Continue the report below on the US dollar and the Indian rupee, picking up after its final sentence about the Reserve Bank of India's foreign currency reserves.

### EXTRACT TO READ
══════
The US dollar is lower against the Indian rupee on Tuesday.

The Indian rupee is benefitting from a pause in emerging market outflows with investors pinning their hopes on a new government stimulus plan in the United States. That follows yesterday’s biggest ever Indian stock market decline that triggered a trading halt on the BSE stock exchange.

A series of unprecedented new measures from US central bankers have thawed heated demand for US dollars for now.

USD/INR was higher by 36 pips (-0.48%) to 75.95 with a daily range of 75.95 to 76.33 as of 11am GMT.

The currency pair has topped out at Monday’s peak above 76 for now and is now back just beneath the level, leaving it still +0.77% higher on the week to date.

Indian rupee higher before US coronavirus stimulus

The best chance to limit rupee declines probably comes from improved risk sentiment. Democratic House Speaker Nancy Pelosi is now talking about a $2.5 billion spending plan in the United States, up from the $2 billion suggested by White House economic advisor Larry Kudlow over the weekend.

The record lows in the Indian currency this week come despite reported market interventions from the Reserve Bank of India, which has been selling 5 billion US dollars to limit the rupee declines. The RBI has over $400 billion in foreign currency reserves should it be necessary to deploy them.
══════
### STORED DATA

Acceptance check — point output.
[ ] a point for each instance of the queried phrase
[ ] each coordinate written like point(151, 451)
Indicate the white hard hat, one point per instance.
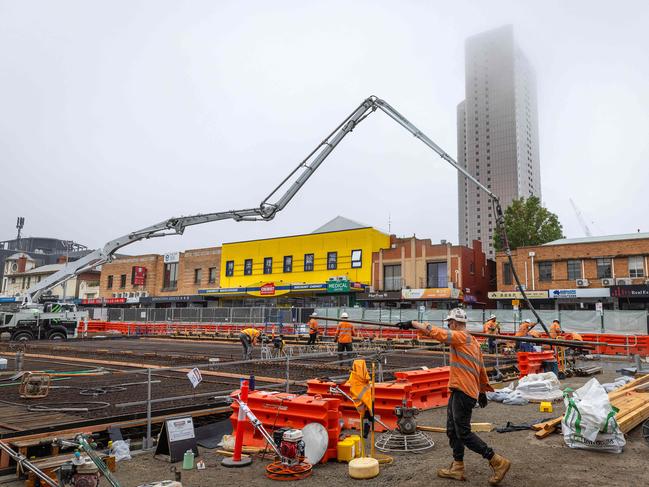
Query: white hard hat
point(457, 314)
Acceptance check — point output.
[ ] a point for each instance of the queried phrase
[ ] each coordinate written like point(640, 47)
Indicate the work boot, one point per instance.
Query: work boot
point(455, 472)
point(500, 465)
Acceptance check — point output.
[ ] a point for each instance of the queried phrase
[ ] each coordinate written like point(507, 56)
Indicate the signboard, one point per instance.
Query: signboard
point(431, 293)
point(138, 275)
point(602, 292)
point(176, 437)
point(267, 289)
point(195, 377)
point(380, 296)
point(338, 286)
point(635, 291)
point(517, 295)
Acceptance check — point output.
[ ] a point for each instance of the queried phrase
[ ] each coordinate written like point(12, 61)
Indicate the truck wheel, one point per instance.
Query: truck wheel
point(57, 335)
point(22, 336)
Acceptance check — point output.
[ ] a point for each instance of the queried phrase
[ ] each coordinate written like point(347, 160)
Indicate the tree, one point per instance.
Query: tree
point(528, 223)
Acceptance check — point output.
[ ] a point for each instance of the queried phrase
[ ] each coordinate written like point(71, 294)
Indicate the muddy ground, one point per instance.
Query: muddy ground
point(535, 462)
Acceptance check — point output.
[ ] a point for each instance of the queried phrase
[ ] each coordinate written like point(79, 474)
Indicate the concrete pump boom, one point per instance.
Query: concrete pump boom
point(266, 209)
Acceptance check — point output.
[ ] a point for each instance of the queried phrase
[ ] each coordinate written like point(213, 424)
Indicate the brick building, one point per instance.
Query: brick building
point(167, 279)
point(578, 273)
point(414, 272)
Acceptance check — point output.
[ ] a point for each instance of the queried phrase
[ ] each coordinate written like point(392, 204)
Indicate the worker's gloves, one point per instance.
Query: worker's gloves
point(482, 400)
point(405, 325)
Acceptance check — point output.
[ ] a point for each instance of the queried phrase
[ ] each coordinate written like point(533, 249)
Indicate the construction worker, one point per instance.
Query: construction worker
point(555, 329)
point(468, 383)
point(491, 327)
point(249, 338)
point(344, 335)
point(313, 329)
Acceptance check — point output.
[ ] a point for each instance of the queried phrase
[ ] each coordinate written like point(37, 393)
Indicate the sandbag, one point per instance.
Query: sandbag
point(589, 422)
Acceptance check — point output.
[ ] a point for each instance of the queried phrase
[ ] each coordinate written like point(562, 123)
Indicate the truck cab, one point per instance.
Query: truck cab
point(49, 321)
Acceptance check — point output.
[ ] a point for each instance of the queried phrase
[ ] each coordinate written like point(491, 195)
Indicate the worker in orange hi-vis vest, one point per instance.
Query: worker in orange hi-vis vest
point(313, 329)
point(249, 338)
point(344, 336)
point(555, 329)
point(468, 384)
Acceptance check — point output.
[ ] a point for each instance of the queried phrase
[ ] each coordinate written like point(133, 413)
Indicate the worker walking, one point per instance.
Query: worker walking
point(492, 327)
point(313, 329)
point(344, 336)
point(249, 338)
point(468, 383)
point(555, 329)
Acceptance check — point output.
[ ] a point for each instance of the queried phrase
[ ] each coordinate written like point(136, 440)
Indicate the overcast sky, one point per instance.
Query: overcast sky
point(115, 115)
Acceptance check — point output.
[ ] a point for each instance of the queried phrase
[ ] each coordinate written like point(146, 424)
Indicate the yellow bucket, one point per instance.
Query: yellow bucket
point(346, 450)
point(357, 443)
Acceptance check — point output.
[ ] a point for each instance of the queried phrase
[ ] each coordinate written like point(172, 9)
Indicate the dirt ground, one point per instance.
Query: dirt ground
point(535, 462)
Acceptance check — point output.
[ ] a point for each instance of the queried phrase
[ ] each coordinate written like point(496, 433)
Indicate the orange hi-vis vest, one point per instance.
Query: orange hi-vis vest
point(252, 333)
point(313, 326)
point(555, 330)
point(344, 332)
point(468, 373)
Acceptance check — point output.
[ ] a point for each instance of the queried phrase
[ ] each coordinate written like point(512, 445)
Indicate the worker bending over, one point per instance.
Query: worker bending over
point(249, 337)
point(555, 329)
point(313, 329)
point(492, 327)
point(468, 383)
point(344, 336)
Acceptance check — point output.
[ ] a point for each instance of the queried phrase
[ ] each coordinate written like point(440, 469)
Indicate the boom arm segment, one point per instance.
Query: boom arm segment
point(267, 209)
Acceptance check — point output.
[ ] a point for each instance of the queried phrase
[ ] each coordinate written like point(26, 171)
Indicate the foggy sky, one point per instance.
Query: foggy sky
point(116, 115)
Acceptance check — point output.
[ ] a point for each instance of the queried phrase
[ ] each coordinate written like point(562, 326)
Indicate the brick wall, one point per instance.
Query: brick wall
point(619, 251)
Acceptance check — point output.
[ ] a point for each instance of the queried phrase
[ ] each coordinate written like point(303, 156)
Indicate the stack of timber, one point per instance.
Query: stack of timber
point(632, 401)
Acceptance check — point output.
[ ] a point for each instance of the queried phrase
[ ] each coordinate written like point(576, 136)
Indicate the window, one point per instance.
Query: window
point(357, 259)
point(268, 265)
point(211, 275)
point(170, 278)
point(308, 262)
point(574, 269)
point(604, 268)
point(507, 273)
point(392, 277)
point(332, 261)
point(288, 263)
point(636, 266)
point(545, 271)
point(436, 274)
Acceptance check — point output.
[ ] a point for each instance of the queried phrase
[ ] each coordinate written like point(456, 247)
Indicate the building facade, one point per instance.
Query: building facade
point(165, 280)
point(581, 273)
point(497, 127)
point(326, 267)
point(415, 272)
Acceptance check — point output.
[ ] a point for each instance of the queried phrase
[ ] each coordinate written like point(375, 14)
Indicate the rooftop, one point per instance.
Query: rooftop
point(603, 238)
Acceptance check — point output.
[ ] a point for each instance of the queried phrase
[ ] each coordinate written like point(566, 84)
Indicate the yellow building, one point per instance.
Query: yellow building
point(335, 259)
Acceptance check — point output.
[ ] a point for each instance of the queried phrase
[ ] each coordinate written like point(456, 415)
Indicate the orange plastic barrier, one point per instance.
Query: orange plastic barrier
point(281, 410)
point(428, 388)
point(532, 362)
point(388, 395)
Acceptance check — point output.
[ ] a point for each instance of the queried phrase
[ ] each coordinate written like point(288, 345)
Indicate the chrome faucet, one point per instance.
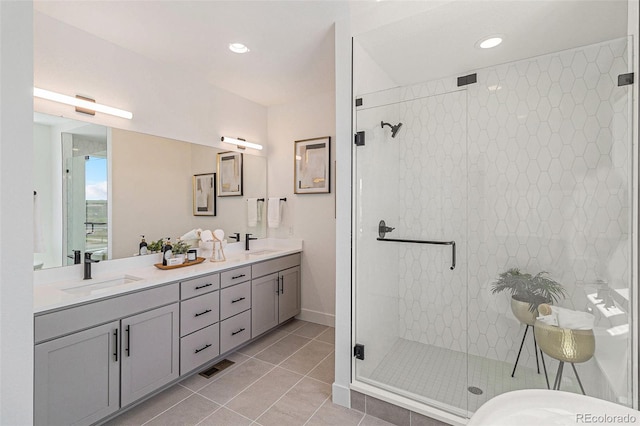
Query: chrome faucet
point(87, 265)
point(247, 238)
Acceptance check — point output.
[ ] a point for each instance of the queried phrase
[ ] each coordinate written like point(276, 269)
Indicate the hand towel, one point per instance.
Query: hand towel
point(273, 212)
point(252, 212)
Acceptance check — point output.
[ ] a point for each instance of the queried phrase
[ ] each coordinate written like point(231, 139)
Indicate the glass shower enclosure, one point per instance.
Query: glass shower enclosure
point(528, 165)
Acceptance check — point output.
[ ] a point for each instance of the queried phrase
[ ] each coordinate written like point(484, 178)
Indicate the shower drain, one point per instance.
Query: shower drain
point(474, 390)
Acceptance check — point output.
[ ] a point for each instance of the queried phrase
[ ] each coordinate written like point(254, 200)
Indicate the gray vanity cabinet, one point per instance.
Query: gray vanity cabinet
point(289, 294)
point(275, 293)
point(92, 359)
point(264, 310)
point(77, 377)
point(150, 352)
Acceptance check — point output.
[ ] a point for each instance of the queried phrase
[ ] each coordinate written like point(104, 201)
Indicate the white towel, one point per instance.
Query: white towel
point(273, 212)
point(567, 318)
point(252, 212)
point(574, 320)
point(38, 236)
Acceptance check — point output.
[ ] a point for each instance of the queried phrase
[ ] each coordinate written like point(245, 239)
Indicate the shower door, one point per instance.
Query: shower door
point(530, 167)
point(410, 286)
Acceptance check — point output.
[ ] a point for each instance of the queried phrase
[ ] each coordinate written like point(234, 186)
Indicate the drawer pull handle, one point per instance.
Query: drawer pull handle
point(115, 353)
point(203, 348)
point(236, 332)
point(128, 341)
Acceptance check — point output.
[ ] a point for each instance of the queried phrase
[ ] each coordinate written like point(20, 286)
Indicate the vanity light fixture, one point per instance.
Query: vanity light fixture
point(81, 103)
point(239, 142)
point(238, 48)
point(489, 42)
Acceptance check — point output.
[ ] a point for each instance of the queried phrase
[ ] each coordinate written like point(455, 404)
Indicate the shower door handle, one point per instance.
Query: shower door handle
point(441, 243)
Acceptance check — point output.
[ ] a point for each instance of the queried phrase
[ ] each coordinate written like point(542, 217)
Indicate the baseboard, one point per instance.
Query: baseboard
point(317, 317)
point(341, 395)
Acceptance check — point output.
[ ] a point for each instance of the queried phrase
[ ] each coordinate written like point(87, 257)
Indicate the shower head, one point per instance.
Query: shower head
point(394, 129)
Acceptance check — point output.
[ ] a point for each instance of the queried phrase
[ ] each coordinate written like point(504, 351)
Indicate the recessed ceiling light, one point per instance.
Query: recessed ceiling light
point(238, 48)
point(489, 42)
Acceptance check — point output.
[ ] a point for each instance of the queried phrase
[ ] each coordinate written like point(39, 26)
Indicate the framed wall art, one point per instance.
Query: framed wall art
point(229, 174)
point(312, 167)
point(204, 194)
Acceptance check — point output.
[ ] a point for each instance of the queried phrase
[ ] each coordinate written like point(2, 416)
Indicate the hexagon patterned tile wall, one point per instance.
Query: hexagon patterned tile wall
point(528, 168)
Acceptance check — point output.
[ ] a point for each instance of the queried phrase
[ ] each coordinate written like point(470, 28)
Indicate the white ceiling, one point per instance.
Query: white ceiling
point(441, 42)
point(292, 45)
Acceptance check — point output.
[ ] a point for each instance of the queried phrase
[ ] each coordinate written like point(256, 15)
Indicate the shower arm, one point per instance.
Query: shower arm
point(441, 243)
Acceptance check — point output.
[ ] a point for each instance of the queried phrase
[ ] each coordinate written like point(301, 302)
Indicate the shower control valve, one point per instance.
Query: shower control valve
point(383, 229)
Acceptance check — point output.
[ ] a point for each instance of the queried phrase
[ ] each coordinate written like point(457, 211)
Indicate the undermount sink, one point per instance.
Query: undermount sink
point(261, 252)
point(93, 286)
══════
### RESPONSE TO THE EXERCISE
US dollar weaker after Fed actions

The Federal Reserve could almost be accused of deliberately trying to weaken the dollar, almost. That has indeed been the effect so far in a series of big new measures that began last week.

Three important new updates were made yesterday to the way the Federal Reserve plans to backstop US businesses and financial markets. The first is open ended quantitative easing (QE), that means there is not dollar limit on how many bonds the Fed can buy. The second is that it will lend directly to businesses rather than going through retail banks. Thirdly, the Fed will now buy corporate bonds, something it has backed off from doing until now to help sure up credit markets that have been especially sensitive to the coronavirus scare.